Führe den Bericht über die Berliner Demonstration gegen Abschiebungen nach Afghanistan weiter, der unten vor den Zeilen steht. Knüpfe direkt an seinen letzten Satz an.

+++ TEXTAUSZUG

Am Samstag demonstrierten in Berlin Tausende Menschen für einen Abschiebestopp nach Afghanistan. Dem Demonstrationszug zum Brandenburger Tor, der nach Polizeiangaben zu Beginn 1500 Teilnehmer zählte, schlossen sich unterwegs immer mehr an. Die Veranstalter, afghanische Kulturvereine, Hilfsorganisationen und Flüchtlingsinitiativen, die anlässlich des Internationalen Tags der Menschenrechte zum Protest aufgerufen hatten, sprachen zum Schluss von rund 3000 Teilnehmern.
„Afghanistan ist nicht sicher, keine Abschiebung nach Afghanistan!“, „Krieg produziert Flüchtlinge – Stopp dem Krieg“, „Wir sind keine Zahlen, wir sind Menschen!“ oder „37 Jahre Krieg, 37 Jahre Flucht“ lauteten einige der Aufschriften auf Plakaten und Transparenten.

++++++
+++ DATENZEILEN

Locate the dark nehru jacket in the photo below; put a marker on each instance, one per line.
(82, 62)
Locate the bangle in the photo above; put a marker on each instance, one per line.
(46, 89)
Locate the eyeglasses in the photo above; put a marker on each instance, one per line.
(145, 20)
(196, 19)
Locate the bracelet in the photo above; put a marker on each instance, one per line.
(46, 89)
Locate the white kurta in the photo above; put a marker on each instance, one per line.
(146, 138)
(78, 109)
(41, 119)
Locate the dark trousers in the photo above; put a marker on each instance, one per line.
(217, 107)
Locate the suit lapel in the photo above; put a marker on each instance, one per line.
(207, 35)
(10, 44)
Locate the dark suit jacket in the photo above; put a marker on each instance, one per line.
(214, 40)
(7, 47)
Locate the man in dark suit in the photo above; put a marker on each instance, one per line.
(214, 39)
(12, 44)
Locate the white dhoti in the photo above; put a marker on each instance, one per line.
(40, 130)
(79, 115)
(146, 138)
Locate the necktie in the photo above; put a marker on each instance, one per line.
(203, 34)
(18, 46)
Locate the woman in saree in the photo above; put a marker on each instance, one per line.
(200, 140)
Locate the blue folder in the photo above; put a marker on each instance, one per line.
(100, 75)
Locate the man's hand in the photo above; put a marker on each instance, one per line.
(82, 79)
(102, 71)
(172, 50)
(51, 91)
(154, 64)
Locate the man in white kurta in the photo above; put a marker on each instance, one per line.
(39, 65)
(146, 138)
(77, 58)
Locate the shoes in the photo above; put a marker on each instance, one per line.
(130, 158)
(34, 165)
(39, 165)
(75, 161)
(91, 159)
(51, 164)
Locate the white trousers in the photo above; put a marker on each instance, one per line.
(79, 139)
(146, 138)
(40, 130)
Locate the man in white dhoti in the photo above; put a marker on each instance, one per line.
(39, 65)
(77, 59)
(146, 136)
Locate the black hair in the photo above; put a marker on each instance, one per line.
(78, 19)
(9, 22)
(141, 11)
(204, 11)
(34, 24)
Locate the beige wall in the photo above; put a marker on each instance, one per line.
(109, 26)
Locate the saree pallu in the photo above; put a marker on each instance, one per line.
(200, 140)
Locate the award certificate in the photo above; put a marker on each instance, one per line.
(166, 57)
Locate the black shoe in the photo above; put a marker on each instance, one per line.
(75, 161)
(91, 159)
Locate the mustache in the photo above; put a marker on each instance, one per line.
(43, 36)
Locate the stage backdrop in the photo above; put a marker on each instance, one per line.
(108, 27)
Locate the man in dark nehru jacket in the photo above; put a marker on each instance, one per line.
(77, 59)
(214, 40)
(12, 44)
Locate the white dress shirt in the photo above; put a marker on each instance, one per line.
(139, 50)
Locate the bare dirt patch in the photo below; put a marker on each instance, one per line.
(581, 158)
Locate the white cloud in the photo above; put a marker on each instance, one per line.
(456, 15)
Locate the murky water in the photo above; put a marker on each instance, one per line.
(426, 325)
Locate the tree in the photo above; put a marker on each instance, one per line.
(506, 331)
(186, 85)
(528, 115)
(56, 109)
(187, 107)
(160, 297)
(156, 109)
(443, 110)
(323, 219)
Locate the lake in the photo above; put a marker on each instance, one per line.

++++++

ANTWORT
Auch mit Fotos zum Krieg, zu Flucht und Verwüstung verwiesen die Demonstranten auf die lebensgefährliche Lage in ihrem Heimatland. Sie machten ihrer Empörung Luft, dass die Bundesregierung zwar dringend von Reisen nach Afghanistan abrät, aber Zehntausende Afghanen und ihre Familien in die Hölle zurückschicken will, nachdem die EU mit der Regierung in Kabul einen Deal vereinbart hat.
Kava Spartek vom afghanischen Verein für Flüchtlingshilfe YAAR rief auf der Kundgebung: „Mit der Abschiebung von afghanischen Menschen in ein Kriegs- und Terrorgebiet machen wir uns zu Kriegsverbrechern.“ Er fragte weiter: „Haben wir eine Flüchtlingskrise oder eine gesellschaftliche und demokratische Krise? Wollen wir es wirklich zulassen, dass Menschenleben für den Wahlkampf im kommenden Jahr instrumentalisiert werden?“
Immer wieder sammelten sich Gruppen von afghanischen Arbeitern und Jugendlichen um die Reporter der WSWS, um ihrer Wut Luft zu machen. Der achtzehnjährige Safi, der mit einer Gruppe von Rostock gekommen war, sagte, er hoffe darauf, dass die Regierung ihre Abschiebepläne verändern werde, aber vor allem wollten er und seine Freunde „sich an die einfachen Leute in Deutschland wenden“. Von ihnen habe er in den letzten Monaten große Unterstützung erhalten. Er glaubt daher, die meisten Deutschen lehnten Abschiebungen ab.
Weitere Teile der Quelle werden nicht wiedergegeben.